Copy each line of the following material that has the string "negative".
+++
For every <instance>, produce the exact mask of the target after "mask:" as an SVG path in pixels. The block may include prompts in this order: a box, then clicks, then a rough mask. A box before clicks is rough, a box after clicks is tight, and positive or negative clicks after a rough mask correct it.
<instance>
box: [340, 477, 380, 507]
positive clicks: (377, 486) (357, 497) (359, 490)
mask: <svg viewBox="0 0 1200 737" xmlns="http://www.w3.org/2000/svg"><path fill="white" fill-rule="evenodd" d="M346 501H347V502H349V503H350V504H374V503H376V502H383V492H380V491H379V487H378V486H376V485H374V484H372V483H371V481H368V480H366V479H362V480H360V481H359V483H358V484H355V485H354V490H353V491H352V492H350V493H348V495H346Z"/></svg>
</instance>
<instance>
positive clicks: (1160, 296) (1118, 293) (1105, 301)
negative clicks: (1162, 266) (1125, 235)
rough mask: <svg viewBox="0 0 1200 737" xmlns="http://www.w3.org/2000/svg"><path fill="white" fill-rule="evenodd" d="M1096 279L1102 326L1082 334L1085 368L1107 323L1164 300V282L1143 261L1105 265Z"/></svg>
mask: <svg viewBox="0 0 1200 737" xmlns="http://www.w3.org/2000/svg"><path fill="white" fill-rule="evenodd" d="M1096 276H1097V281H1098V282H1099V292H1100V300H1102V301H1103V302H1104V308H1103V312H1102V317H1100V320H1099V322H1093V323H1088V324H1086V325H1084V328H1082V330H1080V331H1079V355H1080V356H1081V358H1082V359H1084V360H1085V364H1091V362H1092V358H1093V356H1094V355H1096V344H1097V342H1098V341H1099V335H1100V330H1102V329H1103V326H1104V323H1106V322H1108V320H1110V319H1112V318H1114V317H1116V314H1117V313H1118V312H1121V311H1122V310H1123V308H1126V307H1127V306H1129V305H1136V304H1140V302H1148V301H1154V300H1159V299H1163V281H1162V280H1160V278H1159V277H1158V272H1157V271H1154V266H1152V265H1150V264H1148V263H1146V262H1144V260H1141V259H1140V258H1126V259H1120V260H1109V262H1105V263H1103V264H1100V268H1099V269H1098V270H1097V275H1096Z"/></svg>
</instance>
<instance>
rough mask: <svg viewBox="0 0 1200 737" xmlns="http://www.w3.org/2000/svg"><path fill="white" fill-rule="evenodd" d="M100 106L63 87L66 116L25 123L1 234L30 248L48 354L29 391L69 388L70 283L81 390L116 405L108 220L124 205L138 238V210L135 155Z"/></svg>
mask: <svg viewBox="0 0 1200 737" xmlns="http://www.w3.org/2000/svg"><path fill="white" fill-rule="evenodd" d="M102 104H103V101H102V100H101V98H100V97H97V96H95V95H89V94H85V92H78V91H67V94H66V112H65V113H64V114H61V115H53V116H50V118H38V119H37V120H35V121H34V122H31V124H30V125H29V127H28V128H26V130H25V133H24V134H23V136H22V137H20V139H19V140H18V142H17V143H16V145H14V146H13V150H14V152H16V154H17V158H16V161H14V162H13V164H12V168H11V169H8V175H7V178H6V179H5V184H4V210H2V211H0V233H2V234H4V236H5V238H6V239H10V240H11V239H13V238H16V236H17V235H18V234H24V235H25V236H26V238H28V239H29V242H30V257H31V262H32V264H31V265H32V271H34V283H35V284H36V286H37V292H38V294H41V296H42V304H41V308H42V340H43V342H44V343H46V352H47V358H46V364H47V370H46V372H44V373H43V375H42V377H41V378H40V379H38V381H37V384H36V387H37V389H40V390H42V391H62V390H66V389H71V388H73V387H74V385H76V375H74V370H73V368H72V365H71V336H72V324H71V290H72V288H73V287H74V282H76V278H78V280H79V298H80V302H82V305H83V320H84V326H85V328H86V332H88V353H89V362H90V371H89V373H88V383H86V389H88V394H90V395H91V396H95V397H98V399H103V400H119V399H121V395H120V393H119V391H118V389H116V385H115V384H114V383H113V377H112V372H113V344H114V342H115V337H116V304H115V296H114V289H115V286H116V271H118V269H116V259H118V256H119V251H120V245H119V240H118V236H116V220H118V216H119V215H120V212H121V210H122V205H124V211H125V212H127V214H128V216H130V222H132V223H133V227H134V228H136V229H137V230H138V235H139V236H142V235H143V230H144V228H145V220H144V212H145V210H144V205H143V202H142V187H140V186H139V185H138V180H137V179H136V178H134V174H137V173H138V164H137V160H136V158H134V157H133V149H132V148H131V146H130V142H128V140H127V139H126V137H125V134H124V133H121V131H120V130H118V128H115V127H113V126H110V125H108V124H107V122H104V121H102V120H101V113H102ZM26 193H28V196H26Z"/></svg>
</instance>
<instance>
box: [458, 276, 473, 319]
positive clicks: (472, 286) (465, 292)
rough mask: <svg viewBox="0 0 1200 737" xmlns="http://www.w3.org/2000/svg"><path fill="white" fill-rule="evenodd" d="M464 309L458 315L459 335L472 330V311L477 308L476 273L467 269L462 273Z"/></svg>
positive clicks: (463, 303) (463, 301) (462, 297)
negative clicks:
+++
=== Answer box ===
For every <instance>, produce the exact mask of the target after "mask:" as an SVG path in pixels. The block may include prompts in this order: a box, then clicks, then a rough mask. A box before clicks is rough, a box after clicks is tight, and positive or negative clicks after a rough mask correct it.
negative clicks: (1162, 266) (1125, 235)
negative clicks:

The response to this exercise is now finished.